### Task brief
Reproduce the passage of the wizards text starting at "But the point" and ending at "has reached yet.".

### Selected text
-- begin --
True wizards tend to abhor manual repetition. The idea of someone working away in a fixed section of the laborium, with no plan for eventually automating away that toil, inspires revulsion.

Business loves wizards, because wizards hold out the promise of a true edge in a competitive environment.

In a static environment, everyone has access to the same technologies, talents, ideas. The kinds of things that give one organisation an advantage over another are size, being entrenched, having connections. This all leads to a static environment without much room for change, or for new players.

But the point of wizards is to raise the business closer to the outer membrane of the Laborium; that keeps the business more competitive (the air is more rarefied there!), keeps it away from the doom of the automation floor, and allows a smaller business to outwit a larger one that is not so far out. Often this requires raising the automation floor in the businesses’ niche, related areas, or sometimes across some orthogonal line when the technology is abstract. Hopefully it involves pushing the membrane further out, and temporarily occupying space that no one else has reached yet.

Why can’t everyone be a Wizard?

When someone tells you that now anyone can do what a wizard does (eg: now I haz visual basic), you know the technologies involved are falling through the automation floor. That’s not where wizards hang out.

Wizards live in tall towers, built high above that floor. As they sink toward the floor, they build new, taller ones.
-- end --
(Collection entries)
-- begin --
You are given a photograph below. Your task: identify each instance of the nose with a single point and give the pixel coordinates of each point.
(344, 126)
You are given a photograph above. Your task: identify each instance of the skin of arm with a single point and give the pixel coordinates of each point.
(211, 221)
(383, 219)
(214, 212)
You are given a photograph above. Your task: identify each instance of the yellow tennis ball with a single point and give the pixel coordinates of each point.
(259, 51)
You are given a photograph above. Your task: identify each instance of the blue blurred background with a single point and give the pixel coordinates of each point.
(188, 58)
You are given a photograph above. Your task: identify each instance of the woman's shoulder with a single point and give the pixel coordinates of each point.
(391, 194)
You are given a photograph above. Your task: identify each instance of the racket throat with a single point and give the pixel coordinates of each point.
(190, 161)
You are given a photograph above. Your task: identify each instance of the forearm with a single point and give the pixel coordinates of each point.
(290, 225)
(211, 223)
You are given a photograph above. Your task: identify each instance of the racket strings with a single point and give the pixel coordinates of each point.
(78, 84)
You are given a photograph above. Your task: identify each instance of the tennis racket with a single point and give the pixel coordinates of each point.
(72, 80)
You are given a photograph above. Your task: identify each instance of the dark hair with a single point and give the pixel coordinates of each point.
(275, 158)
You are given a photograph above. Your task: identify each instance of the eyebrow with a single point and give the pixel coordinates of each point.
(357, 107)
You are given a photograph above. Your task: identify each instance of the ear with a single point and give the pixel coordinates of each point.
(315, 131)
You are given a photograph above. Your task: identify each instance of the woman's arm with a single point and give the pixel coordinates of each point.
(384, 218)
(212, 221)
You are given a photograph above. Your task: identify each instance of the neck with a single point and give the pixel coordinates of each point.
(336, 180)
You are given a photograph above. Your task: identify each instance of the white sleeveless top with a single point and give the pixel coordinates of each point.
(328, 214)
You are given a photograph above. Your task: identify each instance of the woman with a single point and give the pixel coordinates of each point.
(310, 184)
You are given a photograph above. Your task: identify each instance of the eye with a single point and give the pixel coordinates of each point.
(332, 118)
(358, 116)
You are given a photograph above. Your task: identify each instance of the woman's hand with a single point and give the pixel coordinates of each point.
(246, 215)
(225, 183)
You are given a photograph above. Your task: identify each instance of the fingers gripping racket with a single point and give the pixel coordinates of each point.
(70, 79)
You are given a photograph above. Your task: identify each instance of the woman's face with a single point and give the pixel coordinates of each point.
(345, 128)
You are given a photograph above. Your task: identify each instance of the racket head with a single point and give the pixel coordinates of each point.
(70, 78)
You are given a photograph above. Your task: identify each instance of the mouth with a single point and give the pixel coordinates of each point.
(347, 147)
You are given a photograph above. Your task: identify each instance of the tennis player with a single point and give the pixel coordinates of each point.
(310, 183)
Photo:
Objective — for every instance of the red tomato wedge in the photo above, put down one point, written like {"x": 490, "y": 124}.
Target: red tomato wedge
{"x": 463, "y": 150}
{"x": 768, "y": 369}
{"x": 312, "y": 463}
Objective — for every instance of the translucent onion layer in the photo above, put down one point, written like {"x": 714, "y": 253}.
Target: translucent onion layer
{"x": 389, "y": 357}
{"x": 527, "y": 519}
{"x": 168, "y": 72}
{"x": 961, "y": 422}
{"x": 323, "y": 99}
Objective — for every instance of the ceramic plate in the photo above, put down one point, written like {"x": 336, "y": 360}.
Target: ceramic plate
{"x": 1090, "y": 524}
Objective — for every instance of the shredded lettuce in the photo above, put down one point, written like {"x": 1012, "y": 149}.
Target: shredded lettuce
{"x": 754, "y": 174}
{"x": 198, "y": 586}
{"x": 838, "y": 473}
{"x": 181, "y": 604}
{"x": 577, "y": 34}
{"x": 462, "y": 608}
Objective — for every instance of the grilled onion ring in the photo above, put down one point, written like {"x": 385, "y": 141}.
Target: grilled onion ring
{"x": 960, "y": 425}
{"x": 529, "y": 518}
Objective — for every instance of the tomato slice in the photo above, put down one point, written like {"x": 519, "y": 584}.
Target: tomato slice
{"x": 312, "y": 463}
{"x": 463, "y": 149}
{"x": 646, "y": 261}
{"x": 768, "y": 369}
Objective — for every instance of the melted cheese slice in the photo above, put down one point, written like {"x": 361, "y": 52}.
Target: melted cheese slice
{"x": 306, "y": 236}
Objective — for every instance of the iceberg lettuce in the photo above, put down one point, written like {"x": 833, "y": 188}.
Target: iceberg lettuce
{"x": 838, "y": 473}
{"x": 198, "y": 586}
-- end --
### Problem solution
But the point of wizards is to raise the business closer to the outer membrane of the Laborium; that keeps the business more competitive (the air is more rarefied there!), keeps it away from the doom of the automation floor, and allows a smaller business to outwit a larger one that is not so far out. Often this requires raising the automation floor in the businesses’ niche, related areas, or sometimes across some orthogonal line when the technology is abstract. Hopefully it involves pushing the membrane further out, and temporarily occupying space that no one else has reached yet.